Set exercise –
Copy out the entries exactly, from the first line to the last.
________________________________________
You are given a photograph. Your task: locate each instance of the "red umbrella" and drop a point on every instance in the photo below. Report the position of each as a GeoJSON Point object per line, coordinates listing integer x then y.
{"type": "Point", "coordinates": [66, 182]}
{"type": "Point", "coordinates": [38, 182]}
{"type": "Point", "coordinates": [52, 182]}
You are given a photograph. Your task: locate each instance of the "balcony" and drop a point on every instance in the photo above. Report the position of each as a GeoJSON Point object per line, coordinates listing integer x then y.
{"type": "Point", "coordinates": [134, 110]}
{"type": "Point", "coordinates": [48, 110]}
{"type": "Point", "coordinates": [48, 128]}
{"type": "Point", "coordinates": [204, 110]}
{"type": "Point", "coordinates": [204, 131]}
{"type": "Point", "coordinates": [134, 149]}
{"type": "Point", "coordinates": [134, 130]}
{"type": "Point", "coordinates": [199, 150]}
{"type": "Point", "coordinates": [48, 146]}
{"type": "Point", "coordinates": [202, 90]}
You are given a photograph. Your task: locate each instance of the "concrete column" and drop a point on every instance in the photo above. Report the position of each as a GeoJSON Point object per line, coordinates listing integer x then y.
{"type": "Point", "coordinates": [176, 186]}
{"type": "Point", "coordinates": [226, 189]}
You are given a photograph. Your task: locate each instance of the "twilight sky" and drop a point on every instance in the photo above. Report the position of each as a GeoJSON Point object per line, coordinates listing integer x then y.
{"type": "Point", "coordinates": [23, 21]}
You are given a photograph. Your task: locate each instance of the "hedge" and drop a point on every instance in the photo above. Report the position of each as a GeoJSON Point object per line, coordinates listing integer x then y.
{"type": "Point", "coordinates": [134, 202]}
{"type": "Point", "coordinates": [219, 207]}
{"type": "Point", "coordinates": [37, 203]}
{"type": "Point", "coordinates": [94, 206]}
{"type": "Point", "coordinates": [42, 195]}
________________________________________
Worked solution –
You are given a photograph. Your task: locate each instance of the "red umbrella" and drop a point on every instance in the photo below. Report the position of each as a GeoJSON Point object per line, coordinates listing integer x then y.
{"type": "Point", "coordinates": [66, 182]}
{"type": "Point", "coordinates": [38, 182]}
{"type": "Point", "coordinates": [52, 182]}
You are given a photograph. Your task: locate each instance of the "balcony" and drop a point on every instance in the photo above. Report the position of each as a GeoJSON Point object per line, coordinates listing integer x then y.
{"type": "Point", "coordinates": [134, 110]}
{"type": "Point", "coordinates": [48, 110]}
{"type": "Point", "coordinates": [48, 128]}
{"type": "Point", "coordinates": [204, 110]}
{"type": "Point", "coordinates": [204, 131]}
{"type": "Point", "coordinates": [134, 149]}
{"type": "Point", "coordinates": [134, 130]}
{"type": "Point", "coordinates": [199, 150]}
{"type": "Point", "coordinates": [48, 146]}
{"type": "Point", "coordinates": [202, 90]}
You are given a photograph. Your task: locate each instance of the "concrete column" and drop a point on every instance in the photo above. Report the position of each as a GeoJSON Point object per line, coordinates listing integer x then y.
{"type": "Point", "coordinates": [176, 186]}
{"type": "Point", "coordinates": [226, 189]}
You are given a photograph. Your task: locate each instance of the "twilight sky" and drop a point on every instance in the photo above. Report the position of each as a GeoJSON Point object per line, coordinates listing integer x then y.
{"type": "Point", "coordinates": [23, 21]}
You are given a photograph. Your task: locate each instance of the "hedge" and drop a point on every instance in the photo above. Report the position of each as a GeoJSON Point object per line, coordinates listing integer x then y.
{"type": "Point", "coordinates": [134, 202]}
{"type": "Point", "coordinates": [219, 207]}
{"type": "Point", "coordinates": [37, 203]}
{"type": "Point", "coordinates": [94, 206]}
{"type": "Point", "coordinates": [42, 195]}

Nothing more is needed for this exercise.